── Document text ──

And people fall for it because we mostly consider ourselves civilized, and not at all extreme, and so tend to divorce ourselves from the extreme cause or group, even though we might actually prefer it given a fair chance. Thus people supported a gender equality policy when other supporters were not mentioned, but when the proposers of the same policy were described as “radical feminists”, participants in the study supported the policy much less.

Extremist?

Experiments in Evidence

1. 233 undergraduate students were asked to read and comment on an essay that they were told appeared on a blog. The blog entry discussed the controversy concerning the Augusta National Golf Club’s “men only” membership policy. This policy caused a controversy in 2003 before the club hosted the Masters Tournament. Participants read one of three versions of an essay which argued that the PGA Tour should move the Masters Tournament if the club refused to change this policy:

  1. One group read that the proposal to move the tournament was led by “people” or “citizens”.
  2. Another group read that the proposal was led by “feminists”.
  3. The third group read that the proposal was led by “radical feminists”, “militant feminists”, and “extremists”.

───
── Dataset excerpts ──

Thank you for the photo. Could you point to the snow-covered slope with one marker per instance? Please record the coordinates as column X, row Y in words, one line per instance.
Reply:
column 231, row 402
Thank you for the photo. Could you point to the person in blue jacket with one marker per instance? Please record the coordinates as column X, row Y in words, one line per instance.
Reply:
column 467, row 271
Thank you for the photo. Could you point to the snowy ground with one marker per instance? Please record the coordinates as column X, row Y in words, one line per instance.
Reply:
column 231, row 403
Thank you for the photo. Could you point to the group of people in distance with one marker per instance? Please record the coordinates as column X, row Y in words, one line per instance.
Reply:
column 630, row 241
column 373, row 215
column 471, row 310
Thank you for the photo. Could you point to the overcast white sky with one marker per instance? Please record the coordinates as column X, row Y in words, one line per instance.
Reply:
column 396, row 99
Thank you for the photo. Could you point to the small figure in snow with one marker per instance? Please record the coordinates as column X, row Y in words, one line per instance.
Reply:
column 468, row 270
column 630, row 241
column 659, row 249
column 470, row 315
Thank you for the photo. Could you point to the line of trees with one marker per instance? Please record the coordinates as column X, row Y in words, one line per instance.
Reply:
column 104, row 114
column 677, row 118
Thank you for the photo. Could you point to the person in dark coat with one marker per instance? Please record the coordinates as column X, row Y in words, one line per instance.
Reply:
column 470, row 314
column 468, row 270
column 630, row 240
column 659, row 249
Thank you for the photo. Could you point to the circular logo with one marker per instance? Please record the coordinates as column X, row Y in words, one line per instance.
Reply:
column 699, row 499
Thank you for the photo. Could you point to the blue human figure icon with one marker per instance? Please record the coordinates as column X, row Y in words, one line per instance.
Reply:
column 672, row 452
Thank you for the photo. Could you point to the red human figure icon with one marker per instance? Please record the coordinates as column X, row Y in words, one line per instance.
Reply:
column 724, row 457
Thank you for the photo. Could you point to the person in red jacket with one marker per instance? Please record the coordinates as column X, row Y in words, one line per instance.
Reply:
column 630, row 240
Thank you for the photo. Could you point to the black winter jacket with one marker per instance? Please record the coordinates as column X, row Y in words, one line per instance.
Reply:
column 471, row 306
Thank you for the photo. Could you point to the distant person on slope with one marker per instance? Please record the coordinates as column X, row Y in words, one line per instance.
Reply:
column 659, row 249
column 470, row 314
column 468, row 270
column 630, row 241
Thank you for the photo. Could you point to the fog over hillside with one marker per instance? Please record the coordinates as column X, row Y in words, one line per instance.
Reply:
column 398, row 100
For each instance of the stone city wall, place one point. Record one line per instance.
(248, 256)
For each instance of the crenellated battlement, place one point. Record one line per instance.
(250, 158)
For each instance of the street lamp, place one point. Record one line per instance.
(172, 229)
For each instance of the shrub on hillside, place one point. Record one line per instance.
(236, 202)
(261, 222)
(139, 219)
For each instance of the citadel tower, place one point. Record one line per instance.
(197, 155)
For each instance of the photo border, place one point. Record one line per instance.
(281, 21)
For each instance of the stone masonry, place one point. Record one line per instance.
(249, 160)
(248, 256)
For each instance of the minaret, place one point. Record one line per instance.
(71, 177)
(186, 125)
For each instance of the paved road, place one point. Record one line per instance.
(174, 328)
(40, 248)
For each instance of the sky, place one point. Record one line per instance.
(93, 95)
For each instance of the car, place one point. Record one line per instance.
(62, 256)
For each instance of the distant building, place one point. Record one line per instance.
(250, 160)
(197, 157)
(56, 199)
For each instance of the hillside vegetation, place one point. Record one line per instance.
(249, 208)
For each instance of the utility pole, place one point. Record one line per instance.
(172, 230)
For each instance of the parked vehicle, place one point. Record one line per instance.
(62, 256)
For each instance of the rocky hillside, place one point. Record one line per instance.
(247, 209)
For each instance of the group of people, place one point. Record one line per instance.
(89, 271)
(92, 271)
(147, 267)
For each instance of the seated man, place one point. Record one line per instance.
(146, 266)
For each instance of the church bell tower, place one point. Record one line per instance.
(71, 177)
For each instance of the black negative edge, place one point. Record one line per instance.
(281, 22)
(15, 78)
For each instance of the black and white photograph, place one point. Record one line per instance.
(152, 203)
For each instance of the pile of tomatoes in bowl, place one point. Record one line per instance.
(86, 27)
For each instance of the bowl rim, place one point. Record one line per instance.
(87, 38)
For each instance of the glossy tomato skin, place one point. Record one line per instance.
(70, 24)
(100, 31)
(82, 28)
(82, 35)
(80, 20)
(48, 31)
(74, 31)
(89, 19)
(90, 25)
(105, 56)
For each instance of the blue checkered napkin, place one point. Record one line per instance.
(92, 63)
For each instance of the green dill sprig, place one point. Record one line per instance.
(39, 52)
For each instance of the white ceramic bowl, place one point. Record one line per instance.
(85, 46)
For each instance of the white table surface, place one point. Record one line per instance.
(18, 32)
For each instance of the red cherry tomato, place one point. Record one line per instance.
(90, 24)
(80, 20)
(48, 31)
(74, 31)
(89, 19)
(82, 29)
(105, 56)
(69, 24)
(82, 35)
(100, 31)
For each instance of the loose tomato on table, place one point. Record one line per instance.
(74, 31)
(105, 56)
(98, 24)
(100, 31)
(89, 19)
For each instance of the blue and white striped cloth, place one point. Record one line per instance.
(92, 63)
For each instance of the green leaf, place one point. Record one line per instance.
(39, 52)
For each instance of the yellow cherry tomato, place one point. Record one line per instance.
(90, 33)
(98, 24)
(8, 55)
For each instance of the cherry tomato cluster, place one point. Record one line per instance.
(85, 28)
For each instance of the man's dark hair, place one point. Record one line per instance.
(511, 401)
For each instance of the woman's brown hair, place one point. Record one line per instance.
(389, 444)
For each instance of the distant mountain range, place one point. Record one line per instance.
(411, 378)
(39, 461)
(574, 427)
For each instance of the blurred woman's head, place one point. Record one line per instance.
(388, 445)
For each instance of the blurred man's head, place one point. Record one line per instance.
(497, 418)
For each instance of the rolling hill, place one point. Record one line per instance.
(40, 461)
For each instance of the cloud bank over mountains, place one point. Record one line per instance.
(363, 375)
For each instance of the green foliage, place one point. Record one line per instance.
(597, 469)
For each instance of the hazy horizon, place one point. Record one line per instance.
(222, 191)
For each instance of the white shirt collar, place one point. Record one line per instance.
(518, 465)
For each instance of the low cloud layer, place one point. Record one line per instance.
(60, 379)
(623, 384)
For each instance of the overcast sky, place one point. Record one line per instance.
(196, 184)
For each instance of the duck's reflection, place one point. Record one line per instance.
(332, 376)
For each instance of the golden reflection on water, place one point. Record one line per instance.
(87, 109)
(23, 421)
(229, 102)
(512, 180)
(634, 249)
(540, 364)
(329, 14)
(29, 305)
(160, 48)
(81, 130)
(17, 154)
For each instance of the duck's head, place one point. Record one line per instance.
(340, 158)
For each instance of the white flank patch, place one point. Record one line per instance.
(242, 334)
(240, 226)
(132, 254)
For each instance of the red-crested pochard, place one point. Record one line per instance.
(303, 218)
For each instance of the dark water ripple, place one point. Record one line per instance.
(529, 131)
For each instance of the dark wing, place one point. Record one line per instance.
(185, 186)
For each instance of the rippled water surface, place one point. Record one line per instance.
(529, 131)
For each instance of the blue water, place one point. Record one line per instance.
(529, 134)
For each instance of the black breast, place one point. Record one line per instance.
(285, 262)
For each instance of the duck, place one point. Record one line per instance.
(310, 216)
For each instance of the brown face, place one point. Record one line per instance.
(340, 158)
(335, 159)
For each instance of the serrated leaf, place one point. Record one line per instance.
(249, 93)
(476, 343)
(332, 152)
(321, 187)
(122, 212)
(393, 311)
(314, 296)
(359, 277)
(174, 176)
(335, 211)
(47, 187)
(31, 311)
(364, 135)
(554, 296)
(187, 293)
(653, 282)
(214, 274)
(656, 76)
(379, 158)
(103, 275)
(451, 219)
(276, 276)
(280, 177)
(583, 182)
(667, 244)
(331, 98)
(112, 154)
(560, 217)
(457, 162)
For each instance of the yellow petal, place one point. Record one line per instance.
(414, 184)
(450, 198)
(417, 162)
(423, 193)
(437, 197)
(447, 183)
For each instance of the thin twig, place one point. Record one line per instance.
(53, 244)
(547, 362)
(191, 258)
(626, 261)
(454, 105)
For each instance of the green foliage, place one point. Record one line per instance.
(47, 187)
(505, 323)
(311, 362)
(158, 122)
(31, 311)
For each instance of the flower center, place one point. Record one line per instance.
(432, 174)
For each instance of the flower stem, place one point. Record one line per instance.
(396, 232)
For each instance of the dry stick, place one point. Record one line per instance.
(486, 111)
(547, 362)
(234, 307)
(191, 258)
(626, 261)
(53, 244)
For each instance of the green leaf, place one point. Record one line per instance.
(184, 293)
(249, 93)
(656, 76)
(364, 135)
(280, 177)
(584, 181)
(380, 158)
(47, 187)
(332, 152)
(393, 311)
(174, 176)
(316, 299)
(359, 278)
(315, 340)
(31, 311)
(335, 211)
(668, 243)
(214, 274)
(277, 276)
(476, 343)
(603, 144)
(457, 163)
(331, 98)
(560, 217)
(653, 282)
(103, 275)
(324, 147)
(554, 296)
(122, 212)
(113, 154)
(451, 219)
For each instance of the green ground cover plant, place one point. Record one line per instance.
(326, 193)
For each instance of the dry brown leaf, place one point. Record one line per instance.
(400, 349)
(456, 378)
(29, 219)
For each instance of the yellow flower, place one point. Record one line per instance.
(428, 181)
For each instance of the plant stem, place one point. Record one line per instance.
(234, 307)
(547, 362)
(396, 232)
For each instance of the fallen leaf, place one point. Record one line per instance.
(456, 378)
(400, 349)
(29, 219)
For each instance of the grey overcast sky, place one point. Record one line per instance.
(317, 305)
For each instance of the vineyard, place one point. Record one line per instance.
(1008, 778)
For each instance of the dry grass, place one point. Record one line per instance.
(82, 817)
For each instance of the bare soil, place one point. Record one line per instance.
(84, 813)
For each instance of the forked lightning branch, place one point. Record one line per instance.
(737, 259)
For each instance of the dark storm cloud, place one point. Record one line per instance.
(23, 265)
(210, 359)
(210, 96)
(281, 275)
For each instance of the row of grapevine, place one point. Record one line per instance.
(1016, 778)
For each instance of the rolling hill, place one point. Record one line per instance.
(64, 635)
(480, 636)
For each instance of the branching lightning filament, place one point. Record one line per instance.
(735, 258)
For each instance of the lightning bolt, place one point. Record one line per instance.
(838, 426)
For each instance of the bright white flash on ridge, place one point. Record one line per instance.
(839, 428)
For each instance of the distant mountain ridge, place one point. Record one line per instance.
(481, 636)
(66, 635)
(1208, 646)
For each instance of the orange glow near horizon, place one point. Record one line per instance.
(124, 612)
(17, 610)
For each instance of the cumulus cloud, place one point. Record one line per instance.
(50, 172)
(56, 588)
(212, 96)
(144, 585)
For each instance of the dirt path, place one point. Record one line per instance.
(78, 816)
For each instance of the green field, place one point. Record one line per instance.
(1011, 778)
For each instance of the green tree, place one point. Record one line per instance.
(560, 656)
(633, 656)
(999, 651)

───

#### [Exercise task 1]
In the records, restate every line from the line containing "For each instance of the cumulus" up to and including the line containing "(1011, 778)", requests included. Multiply each coordinate in the answers by 1.6 and round to whole numbers, with halves rounded up.
#### [Exercise task 2]
Continue the text on extremist labels from where it ends.

#### [Final result 1]
For each instance of the cumulus cloud, place one point. Record one line per instance.
(80, 275)
(90, 941)
(339, 154)
(230, 936)
For each instance of the dirt path, place one point. Record one line per instance.
(125, 1306)
For each instance of the green field, place one point. Record one line per instance.
(1618, 1245)

#### [Final result 2]
Additional language reinforced the extremist portrayals by describing extreme positions that the groups allegedly held on other issues, such as getting rid of separate locker room and restroom facilities for men and women.

Participants were then asked to rate how much they supported Augusta changing its membership rules to allow women members, whether they supported the Masters tournament changing its location, and whether, if they were a member, they would vote to support female membership at the club.

The findings showed that participants were more supportive of the golf club and its rules banning women, less likely to support moving the tournament, and less likely to support female membership, when the proposal to move the tournament was described in language redolent of extremism and radical feminism. Nelson explained:

All three groups in the study read the exact same policy proposals. But those who read that the policy was supported by “radical feminists” were significantly less likely to support it than those who read it was supported by “feminists” or just “citizens”.

By associating a policy with unpopular groups, opponents are able to get people to lose some respect for the value it represents, like feminism or environmentalism.

2. In another experiment, 116 participants read the same blog entry used in the previous experiment. Again, the blog entry supported proposals to allow women to join the golf club. One version simply attributed the proposal to citizens, while the other two attributed them to feminists or radical feminists.

Next, the subjects ranked four values in order of their importance as they thought about the issue of allowing women to join the club:

  1. upholding the honor and prestige of the Masters golf tournament
  2. freedom of private groups to set up their own rules
  3. equal opportunities for both men and women
  4. maintaining high standards of service for members of private clubs.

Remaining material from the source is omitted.